--- Data lines ---

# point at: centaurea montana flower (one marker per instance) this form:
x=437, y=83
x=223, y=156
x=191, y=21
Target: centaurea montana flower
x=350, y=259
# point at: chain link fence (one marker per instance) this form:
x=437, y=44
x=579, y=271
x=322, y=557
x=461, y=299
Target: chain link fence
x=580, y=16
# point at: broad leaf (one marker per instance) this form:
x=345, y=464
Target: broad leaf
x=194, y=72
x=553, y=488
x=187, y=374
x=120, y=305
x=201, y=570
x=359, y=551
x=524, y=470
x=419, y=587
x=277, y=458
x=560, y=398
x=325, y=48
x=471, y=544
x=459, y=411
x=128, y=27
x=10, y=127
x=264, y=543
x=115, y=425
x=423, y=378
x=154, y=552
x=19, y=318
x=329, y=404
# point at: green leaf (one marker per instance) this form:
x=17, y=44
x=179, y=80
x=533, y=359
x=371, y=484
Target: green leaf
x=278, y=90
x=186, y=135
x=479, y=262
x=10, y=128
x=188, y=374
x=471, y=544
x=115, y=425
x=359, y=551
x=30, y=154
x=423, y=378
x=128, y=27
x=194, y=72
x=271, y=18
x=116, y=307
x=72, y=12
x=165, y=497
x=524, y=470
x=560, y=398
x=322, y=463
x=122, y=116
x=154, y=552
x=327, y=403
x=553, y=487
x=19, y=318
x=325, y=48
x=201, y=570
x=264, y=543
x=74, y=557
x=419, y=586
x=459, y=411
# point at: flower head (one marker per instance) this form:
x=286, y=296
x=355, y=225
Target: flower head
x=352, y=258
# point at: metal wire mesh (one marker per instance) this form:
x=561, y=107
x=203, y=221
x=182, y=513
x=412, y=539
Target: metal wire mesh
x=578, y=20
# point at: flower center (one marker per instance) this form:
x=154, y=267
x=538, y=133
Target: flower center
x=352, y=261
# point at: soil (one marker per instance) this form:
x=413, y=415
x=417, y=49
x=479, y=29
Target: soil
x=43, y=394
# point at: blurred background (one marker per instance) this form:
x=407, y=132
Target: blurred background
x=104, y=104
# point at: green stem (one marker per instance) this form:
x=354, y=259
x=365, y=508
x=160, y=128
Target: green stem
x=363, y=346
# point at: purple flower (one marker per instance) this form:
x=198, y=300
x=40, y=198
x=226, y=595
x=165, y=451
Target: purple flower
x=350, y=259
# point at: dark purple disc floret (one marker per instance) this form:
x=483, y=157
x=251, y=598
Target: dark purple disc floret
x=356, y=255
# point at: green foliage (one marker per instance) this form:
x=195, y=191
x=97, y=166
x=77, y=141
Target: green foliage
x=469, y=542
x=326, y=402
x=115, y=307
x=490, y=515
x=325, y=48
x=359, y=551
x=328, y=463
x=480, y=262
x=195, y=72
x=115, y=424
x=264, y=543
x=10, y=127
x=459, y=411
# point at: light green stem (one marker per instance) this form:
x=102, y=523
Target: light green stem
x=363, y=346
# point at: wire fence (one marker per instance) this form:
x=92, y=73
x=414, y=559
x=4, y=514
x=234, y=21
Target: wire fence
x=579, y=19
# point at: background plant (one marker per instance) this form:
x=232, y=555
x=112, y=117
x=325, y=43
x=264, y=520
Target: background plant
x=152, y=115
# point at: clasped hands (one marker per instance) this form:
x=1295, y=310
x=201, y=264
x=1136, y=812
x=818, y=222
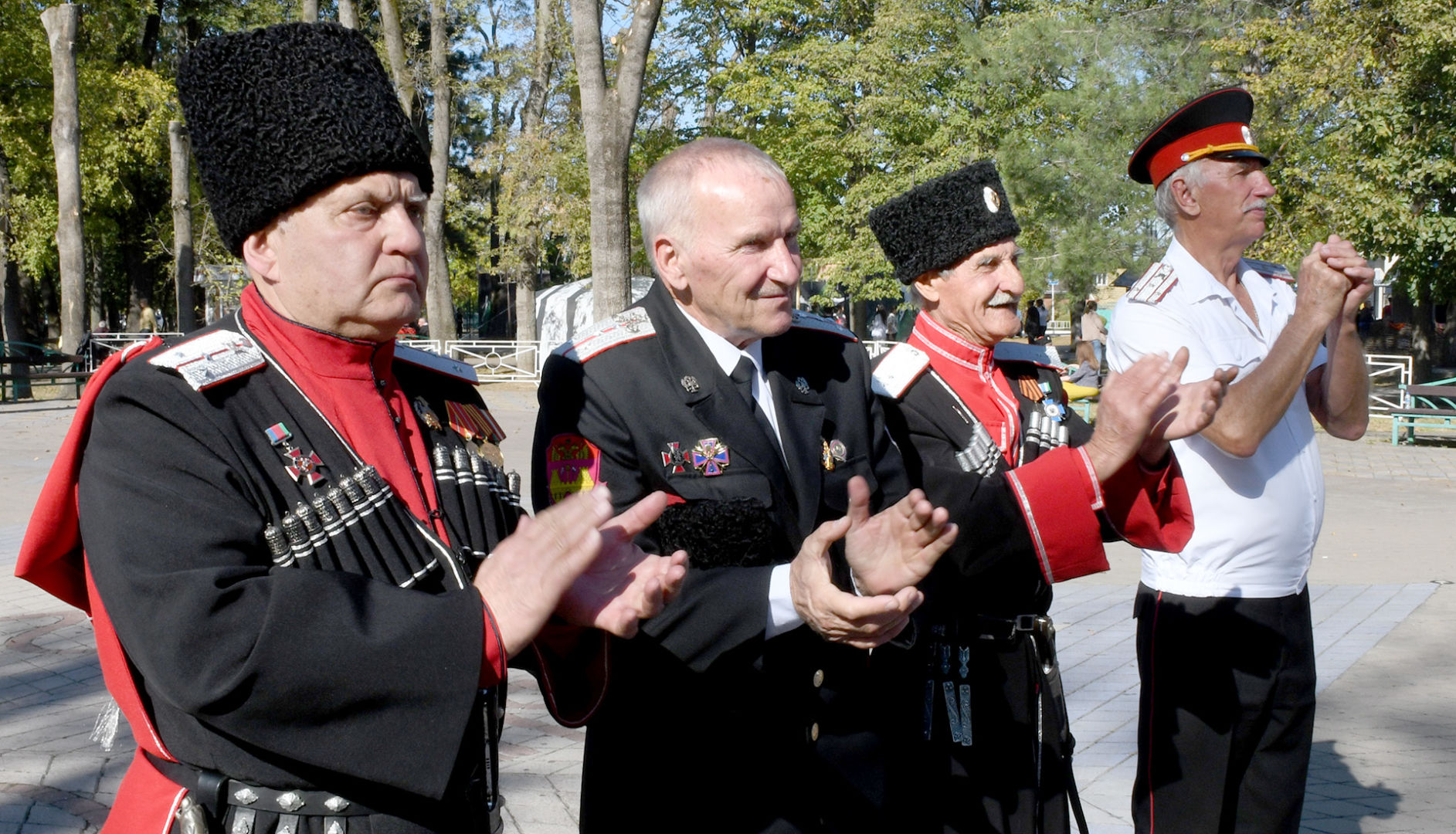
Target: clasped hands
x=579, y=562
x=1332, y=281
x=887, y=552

---
--- Data lines ---

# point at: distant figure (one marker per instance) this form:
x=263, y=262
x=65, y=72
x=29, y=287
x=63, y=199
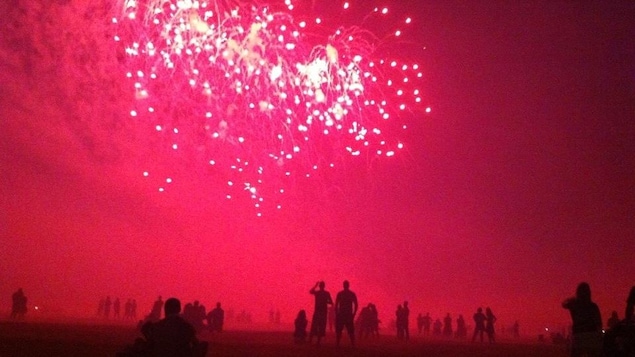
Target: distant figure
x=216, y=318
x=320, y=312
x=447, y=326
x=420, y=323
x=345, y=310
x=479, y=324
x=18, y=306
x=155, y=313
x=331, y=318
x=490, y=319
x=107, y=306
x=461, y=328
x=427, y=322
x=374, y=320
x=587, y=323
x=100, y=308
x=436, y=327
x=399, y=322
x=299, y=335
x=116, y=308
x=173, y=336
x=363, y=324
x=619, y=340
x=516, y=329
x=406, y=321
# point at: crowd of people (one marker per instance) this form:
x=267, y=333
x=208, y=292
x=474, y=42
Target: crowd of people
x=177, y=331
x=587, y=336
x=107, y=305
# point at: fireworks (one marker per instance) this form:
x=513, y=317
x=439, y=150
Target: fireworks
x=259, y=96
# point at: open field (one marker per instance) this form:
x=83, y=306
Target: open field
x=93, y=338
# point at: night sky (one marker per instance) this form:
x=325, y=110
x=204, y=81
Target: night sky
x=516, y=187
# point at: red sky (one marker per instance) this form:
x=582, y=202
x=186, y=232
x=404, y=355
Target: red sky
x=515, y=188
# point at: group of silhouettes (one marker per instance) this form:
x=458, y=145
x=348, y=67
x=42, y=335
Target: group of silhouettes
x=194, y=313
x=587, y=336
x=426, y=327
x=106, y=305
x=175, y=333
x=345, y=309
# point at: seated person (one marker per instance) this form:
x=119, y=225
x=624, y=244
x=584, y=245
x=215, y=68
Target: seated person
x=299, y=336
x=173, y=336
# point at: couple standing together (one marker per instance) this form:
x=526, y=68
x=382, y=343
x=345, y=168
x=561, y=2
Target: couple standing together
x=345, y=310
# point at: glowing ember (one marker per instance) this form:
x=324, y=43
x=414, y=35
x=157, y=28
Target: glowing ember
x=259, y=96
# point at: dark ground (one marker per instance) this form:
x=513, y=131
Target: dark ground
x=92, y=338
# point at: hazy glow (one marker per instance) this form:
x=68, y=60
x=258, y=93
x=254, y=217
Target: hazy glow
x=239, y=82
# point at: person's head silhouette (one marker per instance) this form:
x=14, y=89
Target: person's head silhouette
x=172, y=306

---
--- Data lines ---

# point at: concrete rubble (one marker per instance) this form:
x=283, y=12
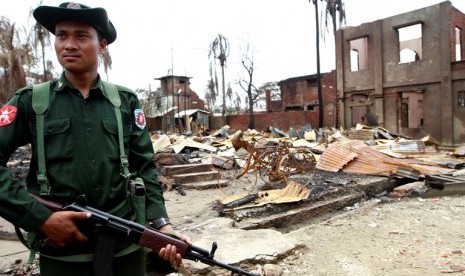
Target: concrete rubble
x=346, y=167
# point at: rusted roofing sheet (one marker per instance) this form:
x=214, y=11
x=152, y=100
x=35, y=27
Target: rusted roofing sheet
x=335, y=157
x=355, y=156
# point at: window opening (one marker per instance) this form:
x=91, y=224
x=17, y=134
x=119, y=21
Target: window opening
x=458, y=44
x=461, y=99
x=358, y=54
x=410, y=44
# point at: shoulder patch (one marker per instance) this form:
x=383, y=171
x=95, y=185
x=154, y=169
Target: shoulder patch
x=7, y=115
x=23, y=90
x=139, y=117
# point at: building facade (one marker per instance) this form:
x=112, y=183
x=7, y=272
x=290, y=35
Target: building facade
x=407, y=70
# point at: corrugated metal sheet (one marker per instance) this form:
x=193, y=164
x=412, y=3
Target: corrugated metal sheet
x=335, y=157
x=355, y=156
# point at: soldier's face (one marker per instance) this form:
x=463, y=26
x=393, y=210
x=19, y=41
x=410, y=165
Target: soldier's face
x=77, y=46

---

**Instructions to follow**
Rewrite the lines starting at the one containing "# point at: hazy" and ending at the one containing "x=172, y=306", replacing every "silhouette" with "outline" and leaving everything else unchanged.

**Complete response**
# point at: hazy glow (one marker per instance) this form:
x=68, y=60
x=258, y=93
x=254, y=217
Target: hazy glow
x=239, y=82
# point at: person's head outline (one marker per instance) this form:
x=14, y=89
Target: person's head outline
x=172, y=306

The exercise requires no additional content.